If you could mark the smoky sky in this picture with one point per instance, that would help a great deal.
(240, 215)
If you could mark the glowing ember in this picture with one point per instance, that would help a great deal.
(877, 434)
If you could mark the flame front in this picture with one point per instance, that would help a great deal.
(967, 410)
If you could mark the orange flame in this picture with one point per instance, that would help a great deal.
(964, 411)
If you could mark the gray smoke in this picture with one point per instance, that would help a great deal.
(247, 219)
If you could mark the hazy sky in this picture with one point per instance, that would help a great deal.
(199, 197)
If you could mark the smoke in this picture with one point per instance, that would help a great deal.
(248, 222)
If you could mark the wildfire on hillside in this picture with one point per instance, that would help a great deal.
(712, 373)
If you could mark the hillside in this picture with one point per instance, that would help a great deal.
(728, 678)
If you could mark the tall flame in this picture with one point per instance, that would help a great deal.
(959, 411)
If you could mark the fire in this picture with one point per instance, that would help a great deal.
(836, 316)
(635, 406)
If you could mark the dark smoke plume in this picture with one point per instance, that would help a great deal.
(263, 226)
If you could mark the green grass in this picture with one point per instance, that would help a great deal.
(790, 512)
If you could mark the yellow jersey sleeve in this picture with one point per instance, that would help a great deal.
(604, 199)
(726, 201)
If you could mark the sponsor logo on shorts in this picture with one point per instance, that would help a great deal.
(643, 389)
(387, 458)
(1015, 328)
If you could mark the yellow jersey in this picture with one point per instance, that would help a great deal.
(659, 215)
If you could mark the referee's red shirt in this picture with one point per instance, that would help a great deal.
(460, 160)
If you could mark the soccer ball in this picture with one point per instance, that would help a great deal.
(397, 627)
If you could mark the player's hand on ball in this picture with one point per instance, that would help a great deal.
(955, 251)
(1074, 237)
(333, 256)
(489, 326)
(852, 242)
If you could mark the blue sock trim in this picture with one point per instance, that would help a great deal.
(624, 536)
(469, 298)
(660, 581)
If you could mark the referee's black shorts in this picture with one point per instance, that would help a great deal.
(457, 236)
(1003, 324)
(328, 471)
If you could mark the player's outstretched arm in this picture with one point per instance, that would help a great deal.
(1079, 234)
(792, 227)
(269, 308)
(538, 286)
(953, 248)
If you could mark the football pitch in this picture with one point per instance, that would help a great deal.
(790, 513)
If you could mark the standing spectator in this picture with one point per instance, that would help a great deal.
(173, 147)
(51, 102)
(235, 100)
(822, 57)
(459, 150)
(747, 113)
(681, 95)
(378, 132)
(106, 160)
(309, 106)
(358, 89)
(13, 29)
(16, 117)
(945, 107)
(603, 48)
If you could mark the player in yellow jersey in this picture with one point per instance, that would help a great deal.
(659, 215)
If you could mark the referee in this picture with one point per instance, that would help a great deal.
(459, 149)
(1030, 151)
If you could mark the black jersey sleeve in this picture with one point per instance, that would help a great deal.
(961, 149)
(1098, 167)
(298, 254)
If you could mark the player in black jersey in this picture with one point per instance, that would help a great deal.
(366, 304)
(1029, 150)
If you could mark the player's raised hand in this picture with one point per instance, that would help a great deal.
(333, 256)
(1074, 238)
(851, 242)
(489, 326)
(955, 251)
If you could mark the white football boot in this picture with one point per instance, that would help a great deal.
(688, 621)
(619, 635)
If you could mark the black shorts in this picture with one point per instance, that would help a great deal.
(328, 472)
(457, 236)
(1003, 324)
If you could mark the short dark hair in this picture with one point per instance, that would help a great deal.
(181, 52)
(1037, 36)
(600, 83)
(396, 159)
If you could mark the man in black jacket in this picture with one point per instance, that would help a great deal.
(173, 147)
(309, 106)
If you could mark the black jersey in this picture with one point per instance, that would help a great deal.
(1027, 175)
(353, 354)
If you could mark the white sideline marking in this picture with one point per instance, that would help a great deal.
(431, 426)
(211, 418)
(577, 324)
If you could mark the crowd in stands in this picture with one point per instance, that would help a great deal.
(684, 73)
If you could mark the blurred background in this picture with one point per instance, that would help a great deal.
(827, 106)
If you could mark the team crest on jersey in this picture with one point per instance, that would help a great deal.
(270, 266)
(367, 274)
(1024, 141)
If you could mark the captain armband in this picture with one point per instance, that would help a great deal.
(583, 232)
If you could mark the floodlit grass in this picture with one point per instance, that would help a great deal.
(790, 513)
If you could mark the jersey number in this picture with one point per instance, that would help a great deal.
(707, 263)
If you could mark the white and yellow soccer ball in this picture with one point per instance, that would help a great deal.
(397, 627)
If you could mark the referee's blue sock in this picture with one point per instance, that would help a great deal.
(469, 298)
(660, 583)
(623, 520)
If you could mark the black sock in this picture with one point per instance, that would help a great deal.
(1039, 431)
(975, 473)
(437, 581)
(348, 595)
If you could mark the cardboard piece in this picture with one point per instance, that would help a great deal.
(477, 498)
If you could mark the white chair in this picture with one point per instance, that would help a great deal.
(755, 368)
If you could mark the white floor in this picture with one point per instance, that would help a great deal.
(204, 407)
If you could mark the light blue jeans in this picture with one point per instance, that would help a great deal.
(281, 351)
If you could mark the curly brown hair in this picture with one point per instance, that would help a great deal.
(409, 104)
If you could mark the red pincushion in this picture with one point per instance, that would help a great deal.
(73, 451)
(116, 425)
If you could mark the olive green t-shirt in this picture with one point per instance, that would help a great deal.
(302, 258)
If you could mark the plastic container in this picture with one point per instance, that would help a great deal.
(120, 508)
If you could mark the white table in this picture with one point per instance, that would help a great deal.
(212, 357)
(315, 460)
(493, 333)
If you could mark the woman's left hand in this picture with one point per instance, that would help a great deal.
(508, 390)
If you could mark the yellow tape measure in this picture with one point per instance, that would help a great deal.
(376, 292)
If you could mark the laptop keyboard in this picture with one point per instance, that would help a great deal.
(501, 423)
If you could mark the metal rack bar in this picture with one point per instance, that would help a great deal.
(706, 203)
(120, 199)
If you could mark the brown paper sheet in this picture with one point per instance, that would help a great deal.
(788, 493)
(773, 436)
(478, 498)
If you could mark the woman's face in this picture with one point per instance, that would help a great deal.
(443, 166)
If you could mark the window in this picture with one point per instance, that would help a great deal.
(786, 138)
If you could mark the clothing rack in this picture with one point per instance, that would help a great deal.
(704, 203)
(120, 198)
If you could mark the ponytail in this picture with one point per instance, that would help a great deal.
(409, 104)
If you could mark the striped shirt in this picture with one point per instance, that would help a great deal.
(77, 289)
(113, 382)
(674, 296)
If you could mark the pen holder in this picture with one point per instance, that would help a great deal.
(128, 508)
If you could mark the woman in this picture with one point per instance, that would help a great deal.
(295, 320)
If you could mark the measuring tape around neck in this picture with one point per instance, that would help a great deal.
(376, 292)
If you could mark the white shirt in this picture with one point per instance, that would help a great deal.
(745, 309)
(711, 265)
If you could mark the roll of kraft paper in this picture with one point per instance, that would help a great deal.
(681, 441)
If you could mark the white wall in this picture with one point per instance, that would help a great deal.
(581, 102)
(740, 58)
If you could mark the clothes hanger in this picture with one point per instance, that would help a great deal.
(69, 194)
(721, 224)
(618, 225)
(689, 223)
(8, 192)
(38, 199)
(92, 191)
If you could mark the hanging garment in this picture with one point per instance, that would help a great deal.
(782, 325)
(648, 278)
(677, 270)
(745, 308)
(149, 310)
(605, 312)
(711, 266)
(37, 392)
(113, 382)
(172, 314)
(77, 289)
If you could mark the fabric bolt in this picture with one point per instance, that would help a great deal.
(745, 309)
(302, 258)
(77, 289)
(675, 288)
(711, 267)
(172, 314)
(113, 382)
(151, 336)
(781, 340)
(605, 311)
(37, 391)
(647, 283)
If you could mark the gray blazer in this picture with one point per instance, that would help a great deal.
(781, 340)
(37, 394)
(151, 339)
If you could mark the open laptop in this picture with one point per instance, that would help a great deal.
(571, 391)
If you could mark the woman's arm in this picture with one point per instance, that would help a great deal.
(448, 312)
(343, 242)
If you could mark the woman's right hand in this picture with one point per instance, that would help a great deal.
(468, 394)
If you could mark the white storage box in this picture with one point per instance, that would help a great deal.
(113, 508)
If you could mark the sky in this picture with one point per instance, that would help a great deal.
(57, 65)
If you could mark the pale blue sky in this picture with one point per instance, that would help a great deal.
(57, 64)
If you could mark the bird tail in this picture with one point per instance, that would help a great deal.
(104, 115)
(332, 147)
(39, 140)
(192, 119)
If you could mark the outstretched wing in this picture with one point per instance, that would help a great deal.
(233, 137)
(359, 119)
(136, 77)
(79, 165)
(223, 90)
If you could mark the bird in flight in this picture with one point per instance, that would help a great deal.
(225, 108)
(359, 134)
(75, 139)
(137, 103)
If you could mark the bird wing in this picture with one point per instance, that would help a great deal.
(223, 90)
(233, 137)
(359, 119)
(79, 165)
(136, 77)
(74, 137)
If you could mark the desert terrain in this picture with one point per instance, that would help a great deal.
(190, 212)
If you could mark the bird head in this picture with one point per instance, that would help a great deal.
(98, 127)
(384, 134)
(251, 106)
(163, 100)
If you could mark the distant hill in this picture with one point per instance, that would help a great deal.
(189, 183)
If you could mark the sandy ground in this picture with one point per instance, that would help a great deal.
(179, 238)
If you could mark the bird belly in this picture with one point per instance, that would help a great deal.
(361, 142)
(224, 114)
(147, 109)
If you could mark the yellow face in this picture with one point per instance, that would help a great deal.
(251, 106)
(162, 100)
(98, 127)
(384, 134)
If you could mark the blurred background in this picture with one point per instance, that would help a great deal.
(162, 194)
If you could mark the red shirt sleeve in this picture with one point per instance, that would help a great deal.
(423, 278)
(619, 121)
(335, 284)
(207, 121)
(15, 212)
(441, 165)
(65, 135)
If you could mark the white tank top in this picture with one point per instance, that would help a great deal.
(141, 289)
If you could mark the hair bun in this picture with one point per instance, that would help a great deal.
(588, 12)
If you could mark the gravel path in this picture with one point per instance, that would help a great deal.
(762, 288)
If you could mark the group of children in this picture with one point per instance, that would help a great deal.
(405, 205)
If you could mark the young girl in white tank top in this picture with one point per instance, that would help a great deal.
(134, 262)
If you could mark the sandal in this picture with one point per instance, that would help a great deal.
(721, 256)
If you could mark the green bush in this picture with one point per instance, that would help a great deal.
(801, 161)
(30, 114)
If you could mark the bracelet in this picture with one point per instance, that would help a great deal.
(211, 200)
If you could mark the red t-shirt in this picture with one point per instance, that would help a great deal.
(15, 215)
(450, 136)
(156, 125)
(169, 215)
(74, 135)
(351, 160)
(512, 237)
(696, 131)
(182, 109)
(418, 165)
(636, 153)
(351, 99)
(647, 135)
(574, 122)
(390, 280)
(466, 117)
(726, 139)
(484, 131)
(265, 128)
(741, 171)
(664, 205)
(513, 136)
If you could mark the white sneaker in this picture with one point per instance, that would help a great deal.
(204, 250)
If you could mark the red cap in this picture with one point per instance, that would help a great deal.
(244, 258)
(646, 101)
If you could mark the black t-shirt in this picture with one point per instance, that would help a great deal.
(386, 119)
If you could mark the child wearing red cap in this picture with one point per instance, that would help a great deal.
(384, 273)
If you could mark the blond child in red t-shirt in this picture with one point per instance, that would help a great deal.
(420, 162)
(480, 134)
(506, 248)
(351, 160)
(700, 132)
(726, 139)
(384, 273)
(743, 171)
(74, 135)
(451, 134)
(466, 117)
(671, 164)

Objective: Begin with the line that contains "If you could mark the white sneaker" and quote each line after it exactly, stopping after the last line of the data.

Solution to this exercise:
If you could mark the white sneaker in this picture with one point per instance, that would help a great deal.
(204, 250)
If you could mark the red cap in this picture with one point per instance, that would help a great deal.
(244, 258)
(646, 101)
If you could mark the black t-shirt in this picture with one point per instance, that would help a great deal.
(386, 119)
If you could mark the child wearing red cap in this picture with one point per instance, that would help a great deal.
(384, 273)
If you could mark the blond child in red t-shirt in this picture with one point per instance, that would help a great deal.
(420, 162)
(480, 134)
(506, 248)
(351, 160)
(700, 132)
(726, 139)
(384, 273)
(743, 171)
(74, 135)
(451, 134)
(466, 117)
(671, 164)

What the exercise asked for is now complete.